● Work order: The result should be the lines from the one that contains "# indicate a" to the final line of the entries below, copied exactly and with no pictures.

● Data section:
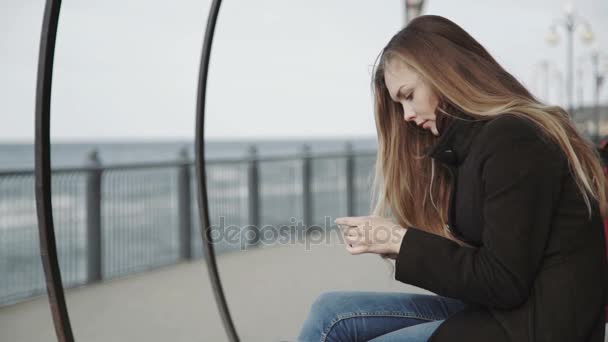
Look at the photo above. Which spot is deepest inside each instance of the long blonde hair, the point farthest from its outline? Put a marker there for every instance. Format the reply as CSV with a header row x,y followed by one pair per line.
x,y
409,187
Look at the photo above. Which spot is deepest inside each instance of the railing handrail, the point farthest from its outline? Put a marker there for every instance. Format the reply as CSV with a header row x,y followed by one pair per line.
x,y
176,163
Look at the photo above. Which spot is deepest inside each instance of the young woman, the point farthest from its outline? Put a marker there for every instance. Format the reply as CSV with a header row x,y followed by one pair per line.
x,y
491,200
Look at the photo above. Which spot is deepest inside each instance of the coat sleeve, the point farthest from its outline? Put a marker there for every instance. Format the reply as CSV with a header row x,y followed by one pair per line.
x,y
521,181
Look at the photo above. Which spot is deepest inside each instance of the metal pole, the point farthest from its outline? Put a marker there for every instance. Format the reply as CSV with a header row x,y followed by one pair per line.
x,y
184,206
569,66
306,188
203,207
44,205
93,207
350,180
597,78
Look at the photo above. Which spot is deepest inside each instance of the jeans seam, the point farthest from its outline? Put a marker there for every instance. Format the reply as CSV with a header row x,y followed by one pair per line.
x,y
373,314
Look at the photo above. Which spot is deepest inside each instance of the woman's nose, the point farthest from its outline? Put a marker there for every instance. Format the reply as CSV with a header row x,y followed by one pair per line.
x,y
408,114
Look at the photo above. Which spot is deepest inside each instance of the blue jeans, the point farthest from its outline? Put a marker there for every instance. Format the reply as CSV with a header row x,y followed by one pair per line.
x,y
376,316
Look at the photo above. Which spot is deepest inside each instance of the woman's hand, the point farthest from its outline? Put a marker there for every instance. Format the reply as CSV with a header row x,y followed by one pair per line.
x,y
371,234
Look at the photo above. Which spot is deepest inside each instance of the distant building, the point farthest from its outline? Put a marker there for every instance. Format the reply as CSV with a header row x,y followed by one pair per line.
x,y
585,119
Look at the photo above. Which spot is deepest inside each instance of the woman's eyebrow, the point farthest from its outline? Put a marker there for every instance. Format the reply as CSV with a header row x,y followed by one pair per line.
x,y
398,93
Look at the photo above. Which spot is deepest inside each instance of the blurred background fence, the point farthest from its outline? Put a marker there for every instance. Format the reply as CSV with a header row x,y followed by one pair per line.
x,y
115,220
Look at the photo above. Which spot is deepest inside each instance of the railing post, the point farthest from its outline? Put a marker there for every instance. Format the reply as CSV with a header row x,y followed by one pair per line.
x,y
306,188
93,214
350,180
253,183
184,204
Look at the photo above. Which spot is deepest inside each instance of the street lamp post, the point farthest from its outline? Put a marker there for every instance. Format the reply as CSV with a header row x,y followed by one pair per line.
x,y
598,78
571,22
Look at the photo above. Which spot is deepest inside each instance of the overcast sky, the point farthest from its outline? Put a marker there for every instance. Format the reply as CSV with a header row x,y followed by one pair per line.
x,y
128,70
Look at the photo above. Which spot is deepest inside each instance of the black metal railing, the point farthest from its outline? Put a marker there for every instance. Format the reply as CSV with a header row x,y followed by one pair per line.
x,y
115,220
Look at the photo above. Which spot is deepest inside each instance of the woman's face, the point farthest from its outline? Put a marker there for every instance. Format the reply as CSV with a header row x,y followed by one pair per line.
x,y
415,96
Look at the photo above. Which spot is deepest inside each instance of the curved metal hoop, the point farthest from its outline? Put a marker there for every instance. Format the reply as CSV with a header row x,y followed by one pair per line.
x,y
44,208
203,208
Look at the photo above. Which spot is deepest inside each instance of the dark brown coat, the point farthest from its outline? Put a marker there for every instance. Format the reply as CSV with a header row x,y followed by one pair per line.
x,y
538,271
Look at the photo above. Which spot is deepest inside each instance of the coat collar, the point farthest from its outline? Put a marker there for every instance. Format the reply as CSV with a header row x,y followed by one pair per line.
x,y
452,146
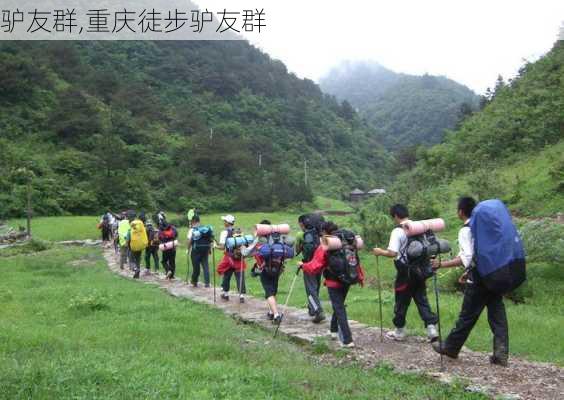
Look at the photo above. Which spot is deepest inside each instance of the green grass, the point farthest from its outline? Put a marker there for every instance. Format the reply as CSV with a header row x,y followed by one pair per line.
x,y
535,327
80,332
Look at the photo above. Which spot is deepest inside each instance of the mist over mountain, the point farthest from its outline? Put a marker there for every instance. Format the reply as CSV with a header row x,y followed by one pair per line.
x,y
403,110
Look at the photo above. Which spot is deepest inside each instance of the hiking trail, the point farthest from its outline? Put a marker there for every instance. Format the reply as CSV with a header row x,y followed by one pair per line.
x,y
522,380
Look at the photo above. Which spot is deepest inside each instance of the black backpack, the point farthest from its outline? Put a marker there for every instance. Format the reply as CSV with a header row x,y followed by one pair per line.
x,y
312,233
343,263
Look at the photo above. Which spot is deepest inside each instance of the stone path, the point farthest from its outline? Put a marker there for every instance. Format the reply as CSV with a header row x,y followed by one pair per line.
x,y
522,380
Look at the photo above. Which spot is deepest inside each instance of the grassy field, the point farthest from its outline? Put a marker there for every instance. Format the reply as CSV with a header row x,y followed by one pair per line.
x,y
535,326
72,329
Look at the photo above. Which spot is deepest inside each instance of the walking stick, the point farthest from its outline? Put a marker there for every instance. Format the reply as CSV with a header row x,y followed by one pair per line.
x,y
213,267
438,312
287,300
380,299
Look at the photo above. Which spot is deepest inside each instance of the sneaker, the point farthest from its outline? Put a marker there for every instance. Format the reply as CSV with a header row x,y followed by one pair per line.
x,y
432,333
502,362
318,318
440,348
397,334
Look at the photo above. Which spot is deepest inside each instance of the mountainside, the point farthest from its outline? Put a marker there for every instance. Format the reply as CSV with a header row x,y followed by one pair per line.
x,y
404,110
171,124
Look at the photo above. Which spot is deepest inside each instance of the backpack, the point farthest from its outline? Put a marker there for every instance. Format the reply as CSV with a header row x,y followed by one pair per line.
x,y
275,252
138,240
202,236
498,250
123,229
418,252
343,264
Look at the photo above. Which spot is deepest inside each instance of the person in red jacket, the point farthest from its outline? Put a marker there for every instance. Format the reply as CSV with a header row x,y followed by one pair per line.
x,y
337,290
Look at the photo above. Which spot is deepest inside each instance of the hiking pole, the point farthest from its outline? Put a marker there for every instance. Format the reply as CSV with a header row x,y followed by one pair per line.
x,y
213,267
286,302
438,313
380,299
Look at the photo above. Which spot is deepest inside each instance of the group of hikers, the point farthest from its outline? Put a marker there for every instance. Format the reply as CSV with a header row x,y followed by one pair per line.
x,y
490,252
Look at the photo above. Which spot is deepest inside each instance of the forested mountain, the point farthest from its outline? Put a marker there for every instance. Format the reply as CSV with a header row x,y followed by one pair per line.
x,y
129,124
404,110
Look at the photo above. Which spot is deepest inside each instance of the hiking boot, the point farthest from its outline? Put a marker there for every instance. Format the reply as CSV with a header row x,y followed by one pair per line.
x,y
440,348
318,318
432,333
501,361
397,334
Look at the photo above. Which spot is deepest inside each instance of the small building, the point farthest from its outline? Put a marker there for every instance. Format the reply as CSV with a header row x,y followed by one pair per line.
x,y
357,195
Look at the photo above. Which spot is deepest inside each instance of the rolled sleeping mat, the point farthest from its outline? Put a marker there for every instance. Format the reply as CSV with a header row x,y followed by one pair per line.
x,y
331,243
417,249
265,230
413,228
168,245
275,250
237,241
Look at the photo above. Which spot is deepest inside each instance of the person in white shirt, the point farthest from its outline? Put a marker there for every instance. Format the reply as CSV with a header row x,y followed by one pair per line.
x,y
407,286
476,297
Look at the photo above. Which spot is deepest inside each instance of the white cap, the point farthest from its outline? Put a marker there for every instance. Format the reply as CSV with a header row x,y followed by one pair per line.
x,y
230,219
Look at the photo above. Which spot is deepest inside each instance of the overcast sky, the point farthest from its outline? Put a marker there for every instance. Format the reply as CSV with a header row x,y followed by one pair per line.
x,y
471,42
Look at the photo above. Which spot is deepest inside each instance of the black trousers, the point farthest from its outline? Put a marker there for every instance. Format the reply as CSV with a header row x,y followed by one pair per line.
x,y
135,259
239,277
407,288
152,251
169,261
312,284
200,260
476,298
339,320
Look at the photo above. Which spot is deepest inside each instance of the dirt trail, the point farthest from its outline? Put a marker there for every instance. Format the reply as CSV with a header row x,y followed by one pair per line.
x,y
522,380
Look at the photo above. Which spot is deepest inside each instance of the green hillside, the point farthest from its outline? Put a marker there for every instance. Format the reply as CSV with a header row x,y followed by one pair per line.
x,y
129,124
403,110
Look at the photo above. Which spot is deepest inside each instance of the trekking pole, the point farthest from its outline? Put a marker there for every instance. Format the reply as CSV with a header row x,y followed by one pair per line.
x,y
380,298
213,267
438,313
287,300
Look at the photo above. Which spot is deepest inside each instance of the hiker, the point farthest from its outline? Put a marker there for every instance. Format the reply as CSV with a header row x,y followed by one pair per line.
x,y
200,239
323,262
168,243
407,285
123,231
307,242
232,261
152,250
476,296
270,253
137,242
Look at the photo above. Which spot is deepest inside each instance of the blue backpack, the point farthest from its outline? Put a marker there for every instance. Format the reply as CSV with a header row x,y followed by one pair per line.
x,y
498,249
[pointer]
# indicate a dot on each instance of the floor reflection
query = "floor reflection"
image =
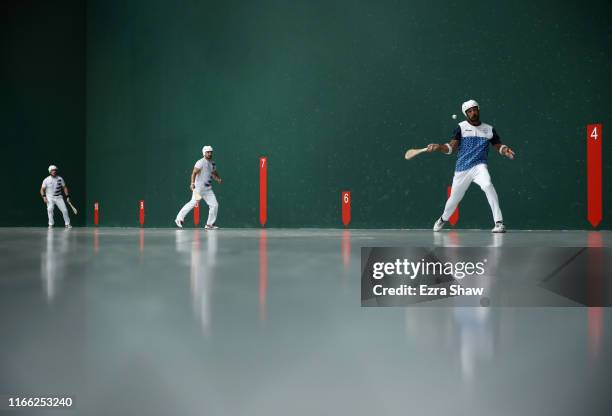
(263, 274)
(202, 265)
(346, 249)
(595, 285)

● Output:
# indicate a dot on each instance of the floor reflection
query = "floor reflection"
image =
(263, 274)
(202, 265)
(346, 249)
(595, 285)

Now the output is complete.